◆ PROBLEM STATEMENT: Word for word, transcribe the lines from the one containing "Q: For the photo above, point to the lion's hind" through the end of the entries, both included, and nothing else.

________________________________________

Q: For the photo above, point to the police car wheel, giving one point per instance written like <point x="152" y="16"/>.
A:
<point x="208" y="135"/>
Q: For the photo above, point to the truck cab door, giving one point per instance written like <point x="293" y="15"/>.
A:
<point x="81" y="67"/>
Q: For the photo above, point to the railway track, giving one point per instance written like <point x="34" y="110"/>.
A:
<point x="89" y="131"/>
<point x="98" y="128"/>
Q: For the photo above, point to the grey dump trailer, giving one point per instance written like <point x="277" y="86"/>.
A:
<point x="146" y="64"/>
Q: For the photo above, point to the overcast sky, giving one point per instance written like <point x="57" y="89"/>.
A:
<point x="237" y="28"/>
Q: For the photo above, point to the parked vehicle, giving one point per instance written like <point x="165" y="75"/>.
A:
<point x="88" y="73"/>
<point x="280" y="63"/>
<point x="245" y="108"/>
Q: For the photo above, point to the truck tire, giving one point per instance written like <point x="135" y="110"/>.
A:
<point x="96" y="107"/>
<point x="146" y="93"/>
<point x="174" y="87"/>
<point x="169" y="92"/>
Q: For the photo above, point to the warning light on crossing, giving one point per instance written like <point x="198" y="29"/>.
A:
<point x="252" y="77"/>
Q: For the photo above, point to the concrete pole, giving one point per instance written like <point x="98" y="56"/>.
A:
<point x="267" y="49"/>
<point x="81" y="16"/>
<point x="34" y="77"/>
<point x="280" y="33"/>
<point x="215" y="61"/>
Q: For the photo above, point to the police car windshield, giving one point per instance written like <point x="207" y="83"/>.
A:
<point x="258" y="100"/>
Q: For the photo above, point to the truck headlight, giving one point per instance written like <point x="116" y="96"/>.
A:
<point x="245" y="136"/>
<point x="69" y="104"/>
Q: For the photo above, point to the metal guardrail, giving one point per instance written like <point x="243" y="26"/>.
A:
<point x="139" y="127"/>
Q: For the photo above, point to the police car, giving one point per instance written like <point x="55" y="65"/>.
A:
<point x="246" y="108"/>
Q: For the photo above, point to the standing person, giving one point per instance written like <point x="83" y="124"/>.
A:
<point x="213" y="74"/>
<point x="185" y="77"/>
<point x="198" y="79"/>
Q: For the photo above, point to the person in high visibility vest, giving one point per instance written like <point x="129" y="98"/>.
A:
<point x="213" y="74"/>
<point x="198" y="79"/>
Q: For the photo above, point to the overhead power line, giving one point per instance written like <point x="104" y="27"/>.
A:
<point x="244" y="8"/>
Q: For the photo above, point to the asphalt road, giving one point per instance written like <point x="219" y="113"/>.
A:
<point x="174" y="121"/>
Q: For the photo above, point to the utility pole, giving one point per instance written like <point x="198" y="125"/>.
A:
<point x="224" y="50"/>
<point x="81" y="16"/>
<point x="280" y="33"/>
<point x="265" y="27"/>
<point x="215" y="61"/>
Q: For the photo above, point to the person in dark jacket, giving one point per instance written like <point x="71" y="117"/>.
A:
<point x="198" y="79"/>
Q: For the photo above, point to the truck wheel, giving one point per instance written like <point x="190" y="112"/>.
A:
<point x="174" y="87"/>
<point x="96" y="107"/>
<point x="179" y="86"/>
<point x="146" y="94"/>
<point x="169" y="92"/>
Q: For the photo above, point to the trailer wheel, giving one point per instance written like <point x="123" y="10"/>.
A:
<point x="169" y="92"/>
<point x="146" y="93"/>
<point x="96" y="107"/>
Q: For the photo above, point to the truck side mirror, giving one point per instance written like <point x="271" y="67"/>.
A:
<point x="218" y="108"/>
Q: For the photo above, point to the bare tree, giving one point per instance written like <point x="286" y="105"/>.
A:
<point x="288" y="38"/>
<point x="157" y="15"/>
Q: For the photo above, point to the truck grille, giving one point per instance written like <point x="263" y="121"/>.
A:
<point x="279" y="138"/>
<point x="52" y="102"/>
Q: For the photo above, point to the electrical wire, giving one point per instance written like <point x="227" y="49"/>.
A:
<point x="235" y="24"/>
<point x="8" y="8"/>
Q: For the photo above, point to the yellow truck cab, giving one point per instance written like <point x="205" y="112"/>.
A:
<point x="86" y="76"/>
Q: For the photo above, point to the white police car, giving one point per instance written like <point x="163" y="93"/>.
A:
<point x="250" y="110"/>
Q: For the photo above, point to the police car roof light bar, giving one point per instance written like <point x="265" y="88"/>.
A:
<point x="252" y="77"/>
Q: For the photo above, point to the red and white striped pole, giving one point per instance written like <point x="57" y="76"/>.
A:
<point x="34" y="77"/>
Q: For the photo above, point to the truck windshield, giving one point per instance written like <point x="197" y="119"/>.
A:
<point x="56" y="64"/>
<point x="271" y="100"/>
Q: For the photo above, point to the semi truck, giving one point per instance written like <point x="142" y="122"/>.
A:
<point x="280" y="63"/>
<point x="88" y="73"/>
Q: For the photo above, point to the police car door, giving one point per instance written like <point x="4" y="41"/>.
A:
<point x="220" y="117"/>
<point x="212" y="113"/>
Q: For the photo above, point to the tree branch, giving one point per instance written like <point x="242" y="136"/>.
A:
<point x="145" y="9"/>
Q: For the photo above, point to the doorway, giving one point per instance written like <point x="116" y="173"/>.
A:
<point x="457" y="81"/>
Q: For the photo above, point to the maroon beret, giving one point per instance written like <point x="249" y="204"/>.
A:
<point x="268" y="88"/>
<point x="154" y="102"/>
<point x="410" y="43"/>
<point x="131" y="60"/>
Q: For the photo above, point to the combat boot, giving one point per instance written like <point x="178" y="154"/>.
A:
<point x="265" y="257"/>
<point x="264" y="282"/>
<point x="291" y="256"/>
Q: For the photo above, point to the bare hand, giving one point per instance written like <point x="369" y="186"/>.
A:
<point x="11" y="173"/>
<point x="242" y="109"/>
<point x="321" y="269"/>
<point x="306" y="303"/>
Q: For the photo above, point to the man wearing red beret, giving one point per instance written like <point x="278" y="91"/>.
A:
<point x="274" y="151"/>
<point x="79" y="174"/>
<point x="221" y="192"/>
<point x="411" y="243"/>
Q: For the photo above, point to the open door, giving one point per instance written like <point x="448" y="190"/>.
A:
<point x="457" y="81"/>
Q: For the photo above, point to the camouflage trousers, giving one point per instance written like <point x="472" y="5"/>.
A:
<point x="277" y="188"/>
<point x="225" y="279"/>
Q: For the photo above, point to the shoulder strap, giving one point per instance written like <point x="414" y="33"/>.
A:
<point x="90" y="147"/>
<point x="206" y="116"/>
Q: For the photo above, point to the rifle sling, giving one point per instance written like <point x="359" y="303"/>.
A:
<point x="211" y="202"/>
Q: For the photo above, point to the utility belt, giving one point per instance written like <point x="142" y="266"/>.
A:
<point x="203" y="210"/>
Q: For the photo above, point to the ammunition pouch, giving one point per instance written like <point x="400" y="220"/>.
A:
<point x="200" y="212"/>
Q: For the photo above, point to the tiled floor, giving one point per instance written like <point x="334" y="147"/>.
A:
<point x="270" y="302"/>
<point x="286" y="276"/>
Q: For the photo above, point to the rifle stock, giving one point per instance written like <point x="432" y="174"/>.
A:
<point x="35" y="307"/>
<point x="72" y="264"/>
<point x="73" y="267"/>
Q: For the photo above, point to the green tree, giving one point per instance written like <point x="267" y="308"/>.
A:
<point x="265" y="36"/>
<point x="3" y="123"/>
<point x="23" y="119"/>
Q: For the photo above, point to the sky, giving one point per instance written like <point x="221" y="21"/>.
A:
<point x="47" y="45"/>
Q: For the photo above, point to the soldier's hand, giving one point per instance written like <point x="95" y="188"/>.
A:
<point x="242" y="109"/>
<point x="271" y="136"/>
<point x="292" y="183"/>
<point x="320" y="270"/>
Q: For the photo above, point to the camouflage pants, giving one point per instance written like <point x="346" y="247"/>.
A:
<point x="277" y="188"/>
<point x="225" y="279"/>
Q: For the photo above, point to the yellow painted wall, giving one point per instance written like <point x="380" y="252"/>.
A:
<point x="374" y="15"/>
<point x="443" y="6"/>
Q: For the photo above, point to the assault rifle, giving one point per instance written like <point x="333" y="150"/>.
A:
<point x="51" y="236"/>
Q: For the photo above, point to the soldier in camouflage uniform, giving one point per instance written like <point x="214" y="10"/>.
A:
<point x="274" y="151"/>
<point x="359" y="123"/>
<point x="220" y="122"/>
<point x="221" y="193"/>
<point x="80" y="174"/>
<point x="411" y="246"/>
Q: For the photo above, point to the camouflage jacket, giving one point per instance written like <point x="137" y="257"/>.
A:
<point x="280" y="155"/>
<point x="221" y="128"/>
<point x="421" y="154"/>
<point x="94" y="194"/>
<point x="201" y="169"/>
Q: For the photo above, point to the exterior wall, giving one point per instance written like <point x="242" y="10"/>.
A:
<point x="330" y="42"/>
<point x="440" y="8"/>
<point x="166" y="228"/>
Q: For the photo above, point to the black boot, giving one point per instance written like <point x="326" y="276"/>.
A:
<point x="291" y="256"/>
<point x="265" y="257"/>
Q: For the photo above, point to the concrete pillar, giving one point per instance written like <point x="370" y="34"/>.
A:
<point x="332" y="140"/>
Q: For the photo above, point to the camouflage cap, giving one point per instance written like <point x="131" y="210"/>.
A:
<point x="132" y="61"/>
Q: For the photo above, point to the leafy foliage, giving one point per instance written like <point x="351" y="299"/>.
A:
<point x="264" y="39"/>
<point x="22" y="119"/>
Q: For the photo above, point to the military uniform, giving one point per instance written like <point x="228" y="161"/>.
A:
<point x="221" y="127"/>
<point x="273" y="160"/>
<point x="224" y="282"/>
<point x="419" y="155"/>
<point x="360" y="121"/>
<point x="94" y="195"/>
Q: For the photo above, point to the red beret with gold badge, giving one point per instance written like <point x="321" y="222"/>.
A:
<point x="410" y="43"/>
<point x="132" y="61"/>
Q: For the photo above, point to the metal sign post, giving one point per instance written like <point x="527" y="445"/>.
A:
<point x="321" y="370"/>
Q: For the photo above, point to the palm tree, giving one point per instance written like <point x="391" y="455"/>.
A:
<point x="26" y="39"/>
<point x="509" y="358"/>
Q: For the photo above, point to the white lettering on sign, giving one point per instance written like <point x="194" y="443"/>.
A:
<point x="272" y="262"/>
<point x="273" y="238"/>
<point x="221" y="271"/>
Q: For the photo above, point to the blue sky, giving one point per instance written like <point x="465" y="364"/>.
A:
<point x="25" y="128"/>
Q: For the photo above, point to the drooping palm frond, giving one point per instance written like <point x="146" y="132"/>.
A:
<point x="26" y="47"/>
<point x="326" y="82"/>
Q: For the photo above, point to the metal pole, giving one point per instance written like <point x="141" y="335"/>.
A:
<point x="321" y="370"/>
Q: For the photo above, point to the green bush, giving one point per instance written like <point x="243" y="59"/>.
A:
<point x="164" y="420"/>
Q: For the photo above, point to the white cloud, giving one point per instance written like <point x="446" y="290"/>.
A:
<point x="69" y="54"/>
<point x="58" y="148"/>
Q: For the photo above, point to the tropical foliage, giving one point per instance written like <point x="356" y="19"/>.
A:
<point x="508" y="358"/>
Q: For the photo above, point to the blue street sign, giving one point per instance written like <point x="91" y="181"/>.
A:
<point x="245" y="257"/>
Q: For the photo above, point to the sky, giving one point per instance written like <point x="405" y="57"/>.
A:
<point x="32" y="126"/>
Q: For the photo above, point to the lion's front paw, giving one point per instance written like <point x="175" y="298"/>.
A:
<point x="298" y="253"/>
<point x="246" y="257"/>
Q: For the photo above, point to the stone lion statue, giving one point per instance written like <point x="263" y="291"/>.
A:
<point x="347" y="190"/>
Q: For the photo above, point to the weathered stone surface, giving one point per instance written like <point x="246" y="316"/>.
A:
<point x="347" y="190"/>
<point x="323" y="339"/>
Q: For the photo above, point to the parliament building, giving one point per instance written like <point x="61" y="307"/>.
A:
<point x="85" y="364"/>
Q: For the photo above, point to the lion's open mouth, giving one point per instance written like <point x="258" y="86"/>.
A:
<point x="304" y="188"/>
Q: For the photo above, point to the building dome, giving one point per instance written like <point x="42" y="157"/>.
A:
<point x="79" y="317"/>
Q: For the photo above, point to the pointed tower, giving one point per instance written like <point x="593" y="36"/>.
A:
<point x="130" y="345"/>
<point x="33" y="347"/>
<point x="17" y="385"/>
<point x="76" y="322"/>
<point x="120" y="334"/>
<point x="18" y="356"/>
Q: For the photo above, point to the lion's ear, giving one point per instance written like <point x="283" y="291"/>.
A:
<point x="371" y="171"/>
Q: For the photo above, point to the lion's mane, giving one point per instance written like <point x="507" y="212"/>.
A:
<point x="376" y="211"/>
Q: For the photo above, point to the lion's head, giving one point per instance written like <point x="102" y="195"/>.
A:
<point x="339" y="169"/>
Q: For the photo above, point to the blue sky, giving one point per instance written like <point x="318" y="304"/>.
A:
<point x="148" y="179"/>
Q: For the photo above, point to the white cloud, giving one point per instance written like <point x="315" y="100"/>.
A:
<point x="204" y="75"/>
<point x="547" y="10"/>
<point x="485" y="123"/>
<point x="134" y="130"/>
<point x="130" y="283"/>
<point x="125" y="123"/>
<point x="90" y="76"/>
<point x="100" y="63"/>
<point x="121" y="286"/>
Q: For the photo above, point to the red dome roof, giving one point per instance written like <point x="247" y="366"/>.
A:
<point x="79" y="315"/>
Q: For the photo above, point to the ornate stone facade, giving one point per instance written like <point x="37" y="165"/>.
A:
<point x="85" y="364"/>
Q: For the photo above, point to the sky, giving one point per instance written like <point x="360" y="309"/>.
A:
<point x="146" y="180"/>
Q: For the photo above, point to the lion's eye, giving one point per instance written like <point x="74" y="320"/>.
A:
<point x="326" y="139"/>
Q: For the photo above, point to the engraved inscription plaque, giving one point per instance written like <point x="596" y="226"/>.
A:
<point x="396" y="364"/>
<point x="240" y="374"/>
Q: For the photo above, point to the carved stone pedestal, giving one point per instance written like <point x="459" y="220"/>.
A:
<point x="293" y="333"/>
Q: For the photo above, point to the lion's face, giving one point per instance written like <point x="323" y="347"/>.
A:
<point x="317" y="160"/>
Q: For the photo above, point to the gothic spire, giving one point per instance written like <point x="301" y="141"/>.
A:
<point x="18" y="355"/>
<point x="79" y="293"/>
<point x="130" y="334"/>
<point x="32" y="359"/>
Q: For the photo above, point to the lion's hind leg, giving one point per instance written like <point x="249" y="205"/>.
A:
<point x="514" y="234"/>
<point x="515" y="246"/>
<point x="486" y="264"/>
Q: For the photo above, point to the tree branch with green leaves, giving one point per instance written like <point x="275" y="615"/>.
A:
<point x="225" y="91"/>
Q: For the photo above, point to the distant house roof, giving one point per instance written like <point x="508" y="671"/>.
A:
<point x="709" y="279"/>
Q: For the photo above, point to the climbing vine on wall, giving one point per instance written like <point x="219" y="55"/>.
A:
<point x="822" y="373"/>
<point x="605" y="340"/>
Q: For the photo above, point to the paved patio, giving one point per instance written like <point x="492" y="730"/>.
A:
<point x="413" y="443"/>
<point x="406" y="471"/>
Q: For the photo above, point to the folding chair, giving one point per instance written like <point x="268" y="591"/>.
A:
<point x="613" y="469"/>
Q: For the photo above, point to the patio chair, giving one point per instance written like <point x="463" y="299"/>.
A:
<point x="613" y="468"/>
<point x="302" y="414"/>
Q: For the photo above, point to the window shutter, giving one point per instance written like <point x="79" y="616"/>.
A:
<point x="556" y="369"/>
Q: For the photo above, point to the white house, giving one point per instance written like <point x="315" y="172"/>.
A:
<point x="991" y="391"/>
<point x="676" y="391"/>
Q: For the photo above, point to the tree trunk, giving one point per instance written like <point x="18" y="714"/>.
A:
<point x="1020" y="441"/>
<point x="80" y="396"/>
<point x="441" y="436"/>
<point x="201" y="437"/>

________________________________________

◆ REPLY TO THE TASK:
Q: For the photo above, point to the lion's hind leg, giving one point per instance written like <point x="249" y="205"/>.
A:
<point x="514" y="234"/>
<point x="515" y="246"/>
<point x="486" y="264"/>
Q: For the photo above, point to the tree branch with green leaves, giving one point per instance written like <point x="275" y="615"/>.
A:
<point x="225" y="91"/>
Q: For the photo above, point to the distant house roof, giving one point per instance written like <point x="508" y="671"/>.
A:
<point x="709" y="279"/>
Q: For the photo above, point to the climbing vine on wall, giving one point per instance written like <point x="219" y="55"/>.
A:
<point x="822" y="373"/>
<point x="605" y="340"/>
Q: For the photo above, point to the paved patio, giving one point per instance written like <point x="492" y="730"/>.
A:
<point x="413" y="443"/>
<point x="406" y="471"/>
Q: For the photo above, point to the folding chair, giving one point per instance written like <point x="268" y="591"/>.
A:
<point x="613" y="469"/>
Q: For the photo above, point to the patio chair, giving one point per instance written like <point x="463" y="299"/>.
A:
<point x="613" y="468"/>
<point x="302" y="414"/>
Q: For the photo above, point to the window shutter, giving one point per instance written like <point x="79" y="616"/>.
A:
<point x="556" y="369"/>
Q: For the photo above, point to the white house, giving one point per instance written like <point x="315" y="172"/>.
A:
<point x="991" y="391"/>
<point x="676" y="391"/>
Q: For the photo above, point to the tree trunk, giving one point per instance written like <point x="18" y="714"/>.
A:
<point x="1020" y="441"/>
<point x="80" y="396"/>
<point x="441" y="436"/>
<point x="201" y="437"/>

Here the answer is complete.